▶ **Activity**
Quote all of the data below word for word, omitting the pictures.

▶ **Material to process**
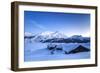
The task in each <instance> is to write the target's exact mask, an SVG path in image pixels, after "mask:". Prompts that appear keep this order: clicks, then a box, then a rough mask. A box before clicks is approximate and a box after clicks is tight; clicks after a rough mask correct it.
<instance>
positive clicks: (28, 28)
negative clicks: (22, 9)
mask: <svg viewBox="0 0 100 73" xmlns="http://www.w3.org/2000/svg"><path fill="white" fill-rule="evenodd" d="M45 31H52V32H55V31H59V32H61V33H64V34H66V35H67V36H72V35H83V36H89V35H90V34H89V33H90V14H79V13H78V14H76V13H58V12H39V11H24V32H29V33H34V34H37V33H41V32H45Z"/></svg>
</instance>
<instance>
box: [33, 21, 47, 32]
mask: <svg viewBox="0 0 100 73" xmlns="http://www.w3.org/2000/svg"><path fill="white" fill-rule="evenodd" d="M31 23H32V24H33V25H34V26H35V27H37V28H40V29H42V30H45V29H46V27H44V26H42V25H41V24H40V23H37V22H36V21H33V20H31Z"/></svg>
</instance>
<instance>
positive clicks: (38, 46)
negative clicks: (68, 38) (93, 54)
mask: <svg viewBox="0 0 100 73" xmlns="http://www.w3.org/2000/svg"><path fill="white" fill-rule="evenodd" d="M24 44H25V45H24V61H25V62H27V61H47V60H63V59H66V60H67V59H68V60H69V59H88V58H90V51H89V52H80V53H75V54H65V53H64V51H59V50H56V51H54V54H51V51H50V50H48V49H47V45H48V44H49V43H41V42H40V43H39V42H30V41H26V42H25V43H24ZM54 44H57V45H59V46H62V48H63V50H65V51H67V52H69V51H71V50H73V49H75V48H76V47H78V46H79V45H82V46H84V47H87V48H89V49H90V43H54Z"/></svg>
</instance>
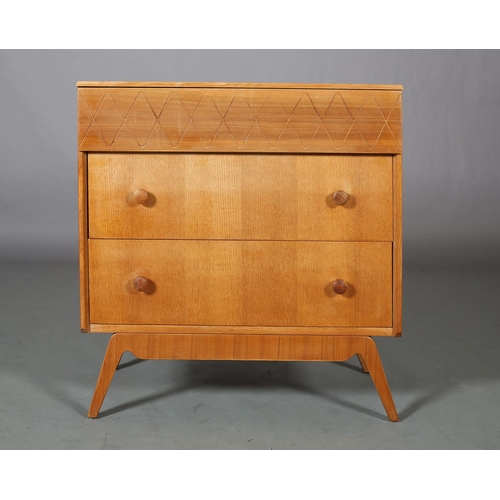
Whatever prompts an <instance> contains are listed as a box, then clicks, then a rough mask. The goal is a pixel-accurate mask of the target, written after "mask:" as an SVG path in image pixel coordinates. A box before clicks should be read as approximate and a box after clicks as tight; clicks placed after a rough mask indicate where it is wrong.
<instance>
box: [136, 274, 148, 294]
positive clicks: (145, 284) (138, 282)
mask: <svg viewBox="0 0 500 500" xmlns="http://www.w3.org/2000/svg"><path fill="white" fill-rule="evenodd" d="M134 286H135V289H136V290H137V291H138V292H147V291H148V290H149V288H150V286H151V281H149V280H148V279H147V278H145V277H144V276H137V278H135V280H134Z"/></svg>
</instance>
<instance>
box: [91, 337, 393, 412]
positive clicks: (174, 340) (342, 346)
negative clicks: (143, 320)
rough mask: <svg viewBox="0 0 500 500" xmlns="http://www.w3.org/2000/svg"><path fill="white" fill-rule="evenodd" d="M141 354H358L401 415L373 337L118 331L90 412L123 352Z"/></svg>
mask: <svg viewBox="0 0 500 500" xmlns="http://www.w3.org/2000/svg"><path fill="white" fill-rule="evenodd" d="M126 351H130V352H131V353H132V354H133V355H134V356H136V357H137V358H140V359H194V360H240V361H243V360H244V361H248V360H266V361H345V360H347V359H349V358H351V357H352V356H354V355H355V354H356V355H357V356H358V359H359V360H360V362H361V364H362V366H363V368H364V369H365V370H366V371H367V372H368V373H370V376H371V377H372V380H373V383H374V385H375V388H376V389H377V392H378V394H379V396H380V399H381V401H382V404H383V406H384V408H385V410H386V413H387V416H388V417H389V420H391V421H393V422H395V421H397V420H398V415H397V412H396V408H395V406H394V401H393V399H392V395H391V392H390V389H389V385H388V383H387V379H386V376H385V372H384V369H383V367H382V363H381V362H380V357H379V355H378V350H377V346H376V344H375V342H374V341H373V339H372V338H371V337H330V336H306V337H301V336H295V337H293V336H287V335H275V336H262V335H260V336H259V335H245V336H243V335H169V334H142V335H138V334H128V333H117V334H115V335H113V336H112V337H111V339H110V341H109V344H108V348H107V351H106V354H105V356H104V361H103V364H102V368H101V372H100V374H99V378H98V381H97V385H96V389H95V392H94V397H93V399H92V403H91V405H90V409H89V413H88V416H89V418H97V416H98V414H99V410H100V409H101V406H102V403H103V401H104V398H105V396H106V393H107V391H108V388H109V386H110V384H111V380H112V379H113V375H114V373H115V371H116V367H117V366H118V363H119V362H120V359H121V357H122V355H123V353H124V352H126Z"/></svg>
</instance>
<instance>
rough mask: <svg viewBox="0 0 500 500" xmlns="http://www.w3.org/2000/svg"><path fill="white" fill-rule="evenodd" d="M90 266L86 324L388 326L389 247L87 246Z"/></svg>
mask: <svg viewBox="0 0 500 500" xmlns="http://www.w3.org/2000/svg"><path fill="white" fill-rule="evenodd" d="M89 262H90V271H89V280H90V320H91V322H92V323H113V324H177V325H232V326H234V325H242V326H245V325H255V326H312V327H313V326H350V327H370V326H371V327H391V326H392V300H391V297H392V245H391V243H384V242H382V243H359V242H355V243H323V242H320V243H318V242H300V241H299V242H270V241H266V242H256V241H247V242H244V241H208V240H204V241H200V240H192V241H188V240H170V241H165V240H90V241H89ZM361 263H362V265H361ZM138 277H144V278H147V280H149V281H150V282H151V283H152V284H153V286H154V291H150V292H149V293H140V292H138V291H137V289H136V287H135V286H134V280H137V278H138ZM339 278H340V279H341V280H342V281H344V282H345V283H347V284H348V287H347V291H346V293H343V294H339V293H338V292H337V293H335V291H334V290H333V282H334V281H335V280H337V279H339Z"/></svg>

▶ **Your solution**
The task in each <instance> is to write the target's exact mask, an SVG path in image pixels, after "mask:". Prompts that appear keep this order: clicks, then a box, then a rough mask. A box before clicks is approximate and a box after clicks is tight; clicks after a rough mask correct it.
<instance>
positive clicks: (28, 28)
negative clicks: (22, 9)
mask: <svg viewBox="0 0 100 73" xmlns="http://www.w3.org/2000/svg"><path fill="white" fill-rule="evenodd" d="M45 31H52V32H55V31H59V32H61V33H64V34H66V35H67V36H72V35H83V36H89V35H90V34H89V33H90V14H79V13H78V14H76V13H58V12H39V11H24V32H29V33H34V34H37V33H41V32H45Z"/></svg>
</instance>
<instance>
box: [33, 21, 47, 32]
mask: <svg viewBox="0 0 100 73" xmlns="http://www.w3.org/2000/svg"><path fill="white" fill-rule="evenodd" d="M31 23H32V24H33V25H34V26H35V27H37V28H40V29H42V30H45V29H46V27H44V26H42V25H41V24H40V23H37V22H36V21H33V20H31Z"/></svg>
</instance>
<instance>
positive clicks: (38, 46)
negative clicks: (68, 38) (93, 54)
mask: <svg viewBox="0 0 100 73" xmlns="http://www.w3.org/2000/svg"><path fill="white" fill-rule="evenodd" d="M24 44H25V45H24V61H25V62H27V61H47V60H63V59H66V60H67V59H68V60H69V59H88V58H90V51H89V52H80V53H75V54H65V53H64V51H59V50H56V51H54V54H51V51H50V50H48V49H47V45H48V44H49V43H41V42H40V43H39V42H30V41H26V42H25V43H24ZM54 44H57V45H59V46H62V48H63V50H65V51H67V52H69V51H71V50H73V49H75V48H76V47H78V46H79V45H82V46H84V47H87V48H89V49H90V43H54Z"/></svg>
</instance>
Whatever prompts an <instance> contains are listed as a box, then clicks, then a rough mask. The goal is a pixel-accurate mask of the target, written after "mask:" as an SVG path in image pixel coordinates. A box before clicks should be read as approximate and a box after clicks as tight; clicks placed after a rough mask indicate where it is wrong.
<instance>
box: [136, 274, 148, 294]
positive clicks: (145, 284) (138, 282)
mask: <svg viewBox="0 0 500 500" xmlns="http://www.w3.org/2000/svg"><path fill="white" fill-rule="evenodd" d="M134 286H135V289H136V290H137V291H138V292H147V291H148V290H149V288H150V286H151V281H149V280H148V279H147V278H145V277H144V276H137V278H135V280H134Z"/></svg>
</instance>
<instance>
box: [91, 337, 393, 412]
positive clicks: (174, 340) (342, 346)
negative clicks: (143, 320)
rough mask: <svg viewBox="0 0 500 500" xmlns="http://www.w3.org/2000/svg"><path fill="white" fill-rule="evenodd" d="M141 354H358L401 415L373 337L118 331L90 412L123 352Z"/></svg>
mask: <svg viewBox="0 0 500 500" xmlns="http://www.w3.org/2000/svg"><path fill="white" fill-rule="evenodd" d="M126 351H130V352H131V353H132V354H133V355H134V356H136V357H137V358H140V359H194V360H240V361H243V360H244V361H248V360H266V361H345V360H347V359H349V358H351V357H352V356H354V355H355V354H356V355H357V356H358V359H359V360H360V362H361V364H362V366H363V368H364V369H365V370H366V371H367V372H368V373H370V376H371V377H372V380H373V383H374V385H375V388H376V389H377V392H378V394H379V396H380V399H381V401H382V404H383V406H384V408H385V410H386V413H387V416H388V417H389V420H391V421H393V422H395V421H397V420H398V415H397V412H396V408H395V406H394V401H393V399H392V395H391V392H390V389H389V385H388V383H387V379H386V376H385V372H384V369H383V367H382V363H381V362H380V357H379V355H378V350H377V346H376V344H375V342H374V341H373V339H372V338H371V337H330V336H306V337H301V336H295V337H293V336H287V335H275V336H262V335H260V336H259V335H245V336H243V335H169V334H142V335H138V334H128V333H117V334H115V335H113V336H112V337H111V339H110V341H109V344H108V348H107V351H106V354H105V356H104V361H103V364H102V368H101V372H100V374H99V378H98V381H97V385H96V389H95V392H94V397H93V399H92V403H91V405H90V409H89V413H88V416H89V418H97V416H98V414H99V410H100V409H101V406H102V403H103V401H104V398H105V396H106V393H107V391H108V388H109V386H110V384H111V380H112V379H113V375H114V373H115V371H116V367H117V366H118V363H119V362H120V359H121V357H122V355H123V353H124V352H126Z"/></svg>
</instance>
<instance>
rough mask: <svg viewBox="0 0 500 500" xmlns="http://www.w3.org/2000/svg"><path fill="white" fill-rule="evenodd" d="M90 266L86 324L388 326L389 247L87 246Z"/></svg>
mask: <svg viewBox="0 0 500 500" xmlns="http://www.w3.org/2000/svg"><path fill="white" fill-rule="evenodd" d="M89 262H90V271H89V280H90V320H91V322H92V323H113V324H177V325H232V326H234V325H242V326H245V325H255V326H312V327H313V326H350V327H370V326H371V327H391V326H392V300H391V297H392V245H391V243H384V242H382V243H359V242H355V243H323V242H320V243H318V242H300V241H299V242H270V241H266V242H256V241H247V242H244V241H208V240H204V241H200V240H192V241H188V240H170V241H165V240H90V241H89ZM361 263H362V265H361ZM138 277H144V278H147V280H149V281H150V282H151V283H152V284H153V286H154V291H150V292H149V293H140V292H138V291H137V289H136V287H135V286H134V280H137V278H138ZM339 278H340V279H341V280H342V281H344V282H345V283H347V284H348V287H347V291H346V293H343V294H339V293H338V292H337V293H335V291H334V290H333V282H334V281H335V280H337V279H339Z"/></svg>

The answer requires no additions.